■ **Исходный отрывок**:
::::::::

Но не все ли равно, какая у предметов тень? Стоит ли об этом разговаривать?
А вот послушайте, какая история случилась однажды у танкистов.
Инженеры построили танк новой конструкции. Фары тоже решили укрепить по-новому — у водителя над головой. Наверху им будет безопаснее. Когда танк наляжет грудью на препятствие, фарам будет легче уцелеть.
Зажгли свет. Провел водитель машину метров двести и бросает рычаги:
— Дороги не вижу.
Поставили более мощные лампы. А водитель опять недоволен:
— Что за чушь! Вроде и светло, а ничего не разберешь: где камень, где кочка… Бестолковый какой-то свет.
Взглянули инженеры в смотровую щель. Батюшки! На дороге ни одной тени.
Когда фары стояли низко, они светили так, как солнце в Заполярье: каждый выступ на дороге давал длинную тень, каждый камень был очерчен своей тенью, словно чернью отчеканен по серебру. Когда фары поставили наверх, они стали светить, как солнце в тропиках: тени стали короткими и пропали из виду. Они спрятались от водителя каждая за своим камнем. И картина дороги расплылась.
Пришлось посчитаться с тенью, кое-что изменить в конструкции танка.
В фантастической повести Шамиссо рассказывается о человеке, потерявшем свою тень.
Жизнь его оказалась несладкой. Люди его чурались, невеста бросила. Трудно приходилось человеку без тени.
Есть, однако, люди, проклинающие свою тень. Оки охотно поменялись бы судьбою с героем Шамиссо.
Это хирурги.
Во время ответственных операций при свете ярких электрических ламп тень от рук хирурга путается тут же, словно вара чужих черных рук.
Можно, казалось бы, светить косыми лучами. Поставить лампу сбоку и увести тем самым в сторону эти посторонние, мешающие глядеть «руки». Но тогда от ничтожных выпуклостей тела, от хирургических инструментов протянутся длинные тени, как от холмов и деревьев в лучах заходящего солнца. А в глубоких надрезах будет темно, как в оврагах.
Нет, так делу не поможешь.
Лучше поставить с боков две лампы, чтобы они светили друг другу навстречу. Тогда нож хирурга дает две бледные тени, расходящиеся в разные стороны. Но и эти тени будут мешать.
Придется взять несколько ламп и подвесить их над операционным столом по широкому кольцу. Эти лампы отбросят от ножа целый венчик легчайших призрачных теней, перекрывающих друг друга, словно лепестки ромашки. И если взять много ламп, то так много появится этих лепестков и такие они будут легкие и призрачные, что глаз их перестанет замечать. Нож хирурга утратит свою тень.
Так исчезают тени в вестибюлях метро, где множество люстр светит со всех сторон.
Бестеневое освещение есть во всех хороших операционных.
Правда, многих ламп над операционным столом не зажигают. Огненное кольцо жгло бы тело больного, разогревало бы операционный стол. Зажигают всего одну лампу. Но кругом нее в широком абажуре подвешивают пояс из плоских зеркал. Лампа отражается в зеркалах, отражения глядят изо всех зеркал, словно множество ламп подвешено по кольцу.

::::::::

■ **Записанные данные**:
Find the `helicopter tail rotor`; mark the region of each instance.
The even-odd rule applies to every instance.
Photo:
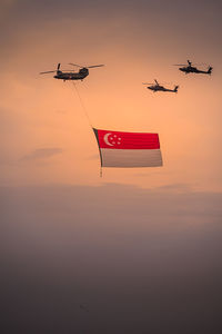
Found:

::::::::

■ **Условия задания**:
1. Перепишите фрагмент отрывка о тени, начиная со слов «Во время ответственных» и заканчивая словами «тени будут мешать.», заменив «хирургических инструментов» на «медицинских приборов».
2. Что, согласно отрывку о тени, подвешивают в широком абажуре вокруг единственной лампы над операционным столом?

■ **Письменные ответы**:
1.
Во время ответственных операций при свете ярких электрических ламп тень от рук хирурга путается тут же, словно вара чужих черных рук.
Можно, казалось бы, светить косыми лучами. Поставить лампу сбоку и увести тем самым в сторону эти посторонние, мешающие глядеть «руки». Но тогда от ничтожных выпуклостей тела, от медицинских приборов протянутся длинные тени, как от холмов и деревьев в лучах заходящего солнца. А в глубоких надрезах будет темно, как в оврагах.
Нет, так делу не поможешь.
Лучше поставить с боков две лампы, чтобы они светили друг другу навстречу. Тогда нож хирурга дает две бледные тени, расходящиеся в разные стороны. Но и эти тени будут мешать.

2. Пояс из плоских зеркал.